▶ _Письменное задание 1_
Переведите на английский язык предложение из фрагмента текста о таможенном досмотре: «Там творениям человека недоставало лишь дара речи, здесь дар речи оказывается совершенно излишним для творений государства».
▶ _Письменное задание 2_
Согласно фрагменту текста о таможенном досмотре, за какое время чиновники в Петербурге разобрались с русскими князьями?

▶ _Фрагмент текста_
++++++++
Русские князья проходили таможенный досмотр наравне со мной, простым чужестранцем; поначалу подобное равенство пришлось мне по душе, однако в Петербурге чиновники разобрались с ними в три минуты, меня же не отпускали в течение трех часов. Привилегии, на время укрывшиеся под прозрачным покровом деспотической власти, вновь предстали предо мной, и явление это неприятно меня поразило. Обилие ненужных предосторожностей дает работу массе мелких чиновников; каждый из них выполняет свои обязанности с видом педантическим, строгим и важным, призванным внушать уважение к бессмысленнейшему из занятий; он не удостаивает вас ни единым словом, но на лице его вы ч, итаете: «Дайте мне дорогу, я — составная часть огромной государственной машины». Эта составная часть, действующая не по своей воле, подобна винтику часового механизма — и вот что в России именуют человеком! Вид этих людей, по доброй воле превратившихся в автоматы, испугал меня; в личности, низведенной до состояния машины, есть что-то сверхъестественное. Если в странах, где техника ушла далеко вперед, люди умеют вдохнуть душу в дерево и металл, то в странах деспотических они сами превращаются в деревяшки; я не в силах понять, на что им рассудок, при мысли же о том давлении, которому пришлось подвергнуть существа, наделенные разумом, дабы превратить их в неодушевленные предметы, мне становится не по себе; в Англии я боялся машин, в России жалею людей. Там творениям человека недоставало лишь дара речи, здесь дар речи оказывается совершенно излишним для творений государства.
Впрочем, эти машины, обремененные душой, чудовищно вежливы; видно, что их с пеленок приучали к соблюдению приличий, как приучают других к владению оружием, но кому нужна обходительность по приказу? Сколько бы ни старались деспоты, всякий поступок человека осмыслен, только если освящен его свободной волей; верность хозяину чего-нибудь стоит, лишь если слуга выбрал его по своей охоте; а поскольку в России низшие чины не вправе выбирать что бы то ни было, все, что они делают и говорят, ничего не значит и ничего не стоит. При виде всевозможных шпионов, рассматривавших и расспрашивавших нас, я начал зевать и едва не начал стенать — стенать не о себе, но о русском народе; обилие предосторожностей, которые здесь почитают необходимыми, но без которых прекрасно обходятся во всех других странах, показывало мне, что я стою перед входом в империю страха, а страх заразителен, как и грусть: итак, я боялся и грустил… из вежливости… чтобы не слишком отличаться от других.
++++++++
▶ _Строки данных_

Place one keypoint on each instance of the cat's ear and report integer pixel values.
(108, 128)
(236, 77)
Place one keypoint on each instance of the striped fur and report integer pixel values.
++++++++
▶ _Полный ответ 1_
There, the creations of man lacked only the gift of speech; here, the gift of speech turns out to be entirely superfluous for the creations of the state.

▶ _Полный ответ 2_
За три минуты.